Der österreichische Autor und Träger des Deutschen Buchpreises 2017 Robert Menasse und Elmar Brok, MdEP, der ehemaligen Vorsitzenden des Auswärtigen Ausschusses des Europaparlaments diskutierten am 2. April 2019 in der Bonner Akademie zum Thema „Zwischen Utopie und Wirklichkeit – Wie weiter mit Europa?“ auf dem Podium. Die Moderation übernahm Michaela Kolster, Journalistin, Moderatorin und Programmgeschäftsführerin von PHOENIX.
Fotos: Volker Lannert
Den Abend eröffnete Prof. Bodo Hombach, der Präsident der Bonner Akademie, mit viel Hoffnung für die Zukunft, mahnte aber auch wiederholt, man müsse den Ernst der derzeitigen politischen Lage wahrnehmen.
Bevor die Diskussionsrunde eröffnet wurde, las Robert Menasse ein Exzerpt aus seinem Buch „Die Hauptstadt“ vor, einem satirischen Roman über das Zentrum der EU in Brüssel, für das er 2017 mit dem Deutschen Buchpreis ausgezeichnet wurde. Er bestand jedoch mit einem Augenzwinkern darauf, dass er kein österreichischer Schriftsteller sei, sondern ein Wiener – aus diesem Grund falle ihm persönlich die europäische Integration auch so leicht, da ihm seine Nationalität nicht klar sei.

AUSZUFÜHRENDE AUFGABEN |
• A. Übersetze den folgenden Satz aus dem Auszug oben ins Englische: „Den Abend eröffnete Prof. Bodo Hombach, der Präsident der Bonner Akademie, mit viel Hoffnung für die Zukunft, mahnte aber auch wiederholt, man müsse den Ernst der derzeitigen politischen Lage wahrnehmen.“
• B. Beantworte anhand des Auszugs oben diese Fragen:
(i) Wer übernahm die Moderation der Diskussion?
(ii) Wer eröffnete den Abend?
(iii) Aus welchem Buch las Robert Menasse vor?
• C. Führe den Bericht über die Bonner Podiumsdiskussion mit Robert Menasse und Elmar Brok im Auszug oben nach seinem letzten Satz weiter.

MATERIAL |
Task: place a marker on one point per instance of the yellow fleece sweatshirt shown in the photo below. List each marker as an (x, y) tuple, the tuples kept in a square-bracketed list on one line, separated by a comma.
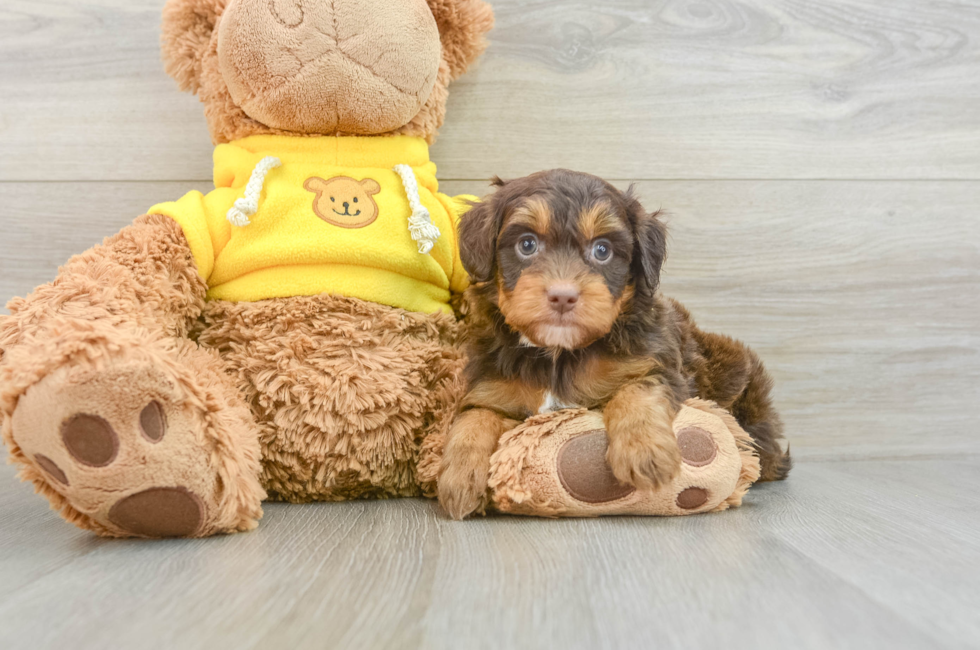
[(332, 218)]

ANTWORTEN JE AUFGABE |
• A. Prof. Bodo Hombach, the president of the Bonn Academy, opened the evening with great hope for the future, but he also warned repeatedly that the seriousness of the current political situation had to be recognized.

• B.
(i) Michaela Kolster
(ii) Prof. Bodo Hombach, der Präsident der Bonner Akademie
(iii) Aus „Die Hauptstadt“

• C.
Nach der Lesung, die durch das Publikum mit Applaus und Gelächter begleitet wurde, eröffnete Michaela Kolster die Debatte, indem sie beide Diskutanten zu ihrer Einschätzung der anhaltenden BREXIT-Verhandlungen bat. Elmar Brok bezeichnete diese als ein herausragendes Beispiel für Politikversagen und betonte, dass die Verhandlungen auf britischer Ebene einer Farce ähnelten, die die Parteien zu einer Abrechnung miteinander ausnutzten. Nicht Brüssel müsse mit London reden, betonte er, sondern London mit London.
Hierbei stimmte ihm Robert Menasse zu und ergänzte, David Cameron habe bei der Einleitung des Referendums mit dem Feuer gespielt und einen Großbrand ausgelöst. Dennoch sei der BREXIT absehbar gewesen, denn das Verhältnis Großbritanniens zur Europäischen Union sei schon immer ein gespaltenes. Schon Winston Churchill habe seine Pläne zu einer europäischen Friedensordnung in erster Linie auf das kontinentale Europa bezogen – und das britische Sonderverhältnis zur EU spiegele das bis heute wieder.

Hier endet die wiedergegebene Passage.